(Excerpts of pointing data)
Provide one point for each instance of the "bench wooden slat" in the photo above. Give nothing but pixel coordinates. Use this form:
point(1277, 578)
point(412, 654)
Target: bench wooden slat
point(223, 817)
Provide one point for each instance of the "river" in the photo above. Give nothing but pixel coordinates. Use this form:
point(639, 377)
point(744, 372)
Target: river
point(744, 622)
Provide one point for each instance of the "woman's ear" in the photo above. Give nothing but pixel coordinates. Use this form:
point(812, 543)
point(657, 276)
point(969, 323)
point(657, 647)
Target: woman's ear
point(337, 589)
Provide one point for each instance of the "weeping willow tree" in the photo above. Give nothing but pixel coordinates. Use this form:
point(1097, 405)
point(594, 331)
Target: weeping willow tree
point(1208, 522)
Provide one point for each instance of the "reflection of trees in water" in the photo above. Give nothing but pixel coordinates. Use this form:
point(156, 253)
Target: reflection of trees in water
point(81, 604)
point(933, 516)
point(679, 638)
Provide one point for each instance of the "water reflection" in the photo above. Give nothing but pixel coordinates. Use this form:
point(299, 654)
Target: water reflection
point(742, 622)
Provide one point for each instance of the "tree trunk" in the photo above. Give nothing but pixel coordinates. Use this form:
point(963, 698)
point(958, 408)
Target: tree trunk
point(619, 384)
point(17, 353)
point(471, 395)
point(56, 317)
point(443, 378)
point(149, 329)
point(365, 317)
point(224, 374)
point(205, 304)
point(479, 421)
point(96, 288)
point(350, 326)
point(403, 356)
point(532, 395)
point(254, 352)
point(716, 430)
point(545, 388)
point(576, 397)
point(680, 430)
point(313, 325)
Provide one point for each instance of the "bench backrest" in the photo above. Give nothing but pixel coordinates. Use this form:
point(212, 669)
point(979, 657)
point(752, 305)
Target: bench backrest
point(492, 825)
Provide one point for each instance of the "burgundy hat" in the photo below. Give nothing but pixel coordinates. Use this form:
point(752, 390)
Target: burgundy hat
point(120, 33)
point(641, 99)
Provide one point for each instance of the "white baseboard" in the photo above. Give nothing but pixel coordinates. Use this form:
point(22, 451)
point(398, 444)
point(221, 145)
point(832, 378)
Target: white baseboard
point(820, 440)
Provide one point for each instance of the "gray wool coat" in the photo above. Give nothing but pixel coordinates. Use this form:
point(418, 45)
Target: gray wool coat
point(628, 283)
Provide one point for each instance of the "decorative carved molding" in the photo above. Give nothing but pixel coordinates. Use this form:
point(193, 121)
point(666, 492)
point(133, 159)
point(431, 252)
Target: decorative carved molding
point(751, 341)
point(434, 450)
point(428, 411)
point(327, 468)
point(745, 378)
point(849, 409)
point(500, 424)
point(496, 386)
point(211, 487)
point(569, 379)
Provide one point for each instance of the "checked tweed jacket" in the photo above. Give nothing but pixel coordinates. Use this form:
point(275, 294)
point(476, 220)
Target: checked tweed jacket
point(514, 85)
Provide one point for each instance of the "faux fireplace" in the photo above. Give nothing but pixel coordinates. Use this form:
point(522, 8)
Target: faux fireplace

**Problem to solve**
Rewrite all of the records above, replacing every occurrence of "Give nothing but" with "Return only" and leaving everything else unchanged.

**Solution**
Provide one point for each instance of the "bench wooden slat" in the photo above. Return only pixel coordinates. Use this form:
point(1277, 578)
point(412, 654)
Target: bench wooden slat
point(223, 817)
Provide one point for each instance of the "river" in the photo above. Return only pixel coordinates. Use this form:
point(639, 377)
point(744, 372)
Target: river
point(744, 622)
Provide one point for each instance of the "woman's ear" in the photo above. Return only pixel coordinates. Use this form:
point(812, 543)
point(657, 276)
point(969, 323)
point(657, 647)
Target: woman's ear
point(337, 589)
Provide one point for each instance of the "weeping willow tree" in the photo above. Return only pixel coordinates. Use this form:
point(1097, 405)
point(594, 331)
Target: weeping willow tree
point(1208, 522)
Provide one point for each instance of the "reflection of trees in water" in the photo above. Return only pixel coordinates. Use this form:
point(156, 253)
Target: reflection of trees in water
point(81, 604)
point(933, 516)
point(679, 638)
Provide one point for each instance of the "water reflection" in the photo above. Return only pixel coordinates. Use this form:
point(299, 654)
Target: water reflection
point(742, 622)
Provide one point for each instance of the "tree trunk" in the photo above. Return only pixel coordinates. Use this form:
point(963, 698)
point(958, 408)
Target: tree trunk
point(619, 384)
point(17, 353)
point(471, 395)
point(56, 317)
point(443, 378)
point(149, 329)
point(365, 317)
point(224, 374)
point(205, 304)
point(479, 421)
point(96, 288)
point(350, 326)
point(403, 356)
point(532, 395)
point(254, 352)
point(716, 430)
point(545, 388)
point(576, 397)
point(680, 430)
point(313, 325)
Provide one point for each instance of the "bench backrest" in the photo above. Return only pixel coordinates. Use this form:
point(212, 669)
point(979, 657)
point(752, 305)
Target: bench backrest
point(492, 825)
Provide one point for each instance of the "burgundy hat" in the photo below. Return only pixel coordinates. Use this form:
point(752, 390)
Target: burgundy hat
point(120, 33)
point(641, 99)
Provide one point for each instance of the "white baseboard" in the photo above. Return only pixel coordinates. Use this form:
point(22, 451)
point(398, 444)
point(221, 145)
point(832, 378)
Target: white baseboard
point(820, 440)
Provide one point for each instance of the "gray wool coat" in the photo above. Return only pixel coordinates. Use this form:
point(418, 45)
Target: gray wool coat
point(628, 283)
Provide one point for each instance of the "decorative carved molding" in the photo above. Return only pixel coordinates. Use this form:
point(193, 121)
point(666, 492)
point(133, 159)
point(431, 252)
Target: decorative carved molding
point(751, 341)
point(434, 450)
point(428, 411)
point(327, 468)
point(745, 378)
point(849, 409)
point(500, 424)
point(496, 386)
point(211, 487)
point(569, 379)
Provide one point for each instance of the "checked tweed jacket" in the photo above. Return only pixel coordinates. Use this form:
point(275, 294)
point(476, 220)
Target: checked tweed jacket
point(514, 85)
Provide one point for each instance of the "faux fireplace" in the photo above. Return only pixel coordinates. Use this form:
point(522, 8)
Target: faux fireplace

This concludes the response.